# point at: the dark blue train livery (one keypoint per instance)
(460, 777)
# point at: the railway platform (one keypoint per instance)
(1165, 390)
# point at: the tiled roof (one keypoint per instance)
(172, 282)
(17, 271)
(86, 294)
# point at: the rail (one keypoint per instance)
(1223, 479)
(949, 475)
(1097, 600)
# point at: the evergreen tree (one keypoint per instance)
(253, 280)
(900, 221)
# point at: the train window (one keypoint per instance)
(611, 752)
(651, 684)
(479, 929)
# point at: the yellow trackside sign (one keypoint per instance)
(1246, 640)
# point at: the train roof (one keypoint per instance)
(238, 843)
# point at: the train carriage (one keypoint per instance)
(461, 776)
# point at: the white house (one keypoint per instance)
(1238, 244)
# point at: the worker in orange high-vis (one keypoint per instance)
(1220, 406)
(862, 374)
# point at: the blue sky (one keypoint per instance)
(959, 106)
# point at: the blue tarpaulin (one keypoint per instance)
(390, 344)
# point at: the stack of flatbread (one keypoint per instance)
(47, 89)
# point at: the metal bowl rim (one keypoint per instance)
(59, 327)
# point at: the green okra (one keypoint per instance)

==

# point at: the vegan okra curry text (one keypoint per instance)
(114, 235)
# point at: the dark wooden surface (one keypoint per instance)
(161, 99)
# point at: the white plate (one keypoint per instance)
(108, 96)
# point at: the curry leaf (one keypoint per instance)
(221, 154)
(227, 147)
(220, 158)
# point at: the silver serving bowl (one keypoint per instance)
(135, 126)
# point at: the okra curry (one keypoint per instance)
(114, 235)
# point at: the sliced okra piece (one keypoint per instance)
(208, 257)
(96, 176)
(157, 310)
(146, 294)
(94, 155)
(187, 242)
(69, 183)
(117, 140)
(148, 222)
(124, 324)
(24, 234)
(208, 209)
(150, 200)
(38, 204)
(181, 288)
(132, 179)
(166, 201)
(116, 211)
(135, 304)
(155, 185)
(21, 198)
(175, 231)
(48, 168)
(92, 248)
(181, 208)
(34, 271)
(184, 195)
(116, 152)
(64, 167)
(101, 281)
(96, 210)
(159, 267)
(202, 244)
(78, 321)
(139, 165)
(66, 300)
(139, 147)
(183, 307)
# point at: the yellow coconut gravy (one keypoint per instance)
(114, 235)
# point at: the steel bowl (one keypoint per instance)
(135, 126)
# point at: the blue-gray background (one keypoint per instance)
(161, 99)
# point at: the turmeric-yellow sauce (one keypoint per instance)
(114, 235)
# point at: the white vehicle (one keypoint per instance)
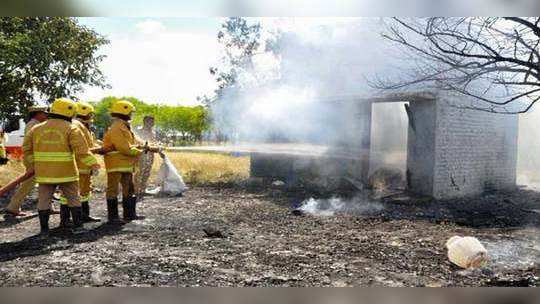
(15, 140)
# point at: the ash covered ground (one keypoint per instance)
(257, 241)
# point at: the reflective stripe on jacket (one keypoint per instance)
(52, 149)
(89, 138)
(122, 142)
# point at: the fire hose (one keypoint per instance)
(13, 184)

Problem requirements - Pick out every line of the entries above that contains the word "roof", and copy each one.

Answer to this task -
# point at: the tiled roof (one keypoint per instance)
# point at: the train roof (one keypoint per instance)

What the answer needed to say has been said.